• EXERCISE TASK:
Please reproduce the items below word for word, leaving out the pictures.
--- Start RECORD EXTRACTS ---
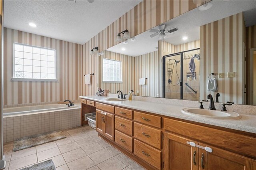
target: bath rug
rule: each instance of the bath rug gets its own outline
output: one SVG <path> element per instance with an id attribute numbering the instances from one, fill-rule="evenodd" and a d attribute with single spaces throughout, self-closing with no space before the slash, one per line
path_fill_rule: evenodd
<path id="1" fill-rule="evenodd" d="M 52 160 L 50 159 L 28 167 L 24 168 L 20 170 L 55 170 L 56 169 Z"/>
<path id="2" fill-rule="evenodd" d="M 63 132 L 60 130 L 24 137 L 14 141 L 12 150 L 17 151 L 66 138 Z"/>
--- End RECORD EXTRACTS ---
• TASK RESPONSE:
target: bath rug
rule: each instance of the bath rug gets its own outline
output: one SVG <path> element per instance with an id attribute numbering the instances from one, fill-rule="evenodd" and a d attribute with single spaces throughout, self-closing with no space before the slash, one per line
path_fill_rule: evenodd
<path id="1" fill-rule="evenodd" d="M 52 160 L 50 159 L 28 167 L 24 168 L 20 170 L 55 170 L 56 169 Z"/>
<path id="2" fill-rule="evenodd" d="M 63 132 L 60 130 L 24 137 L 14 141 L 12 150 L 17 151 L 66 138 Z"/>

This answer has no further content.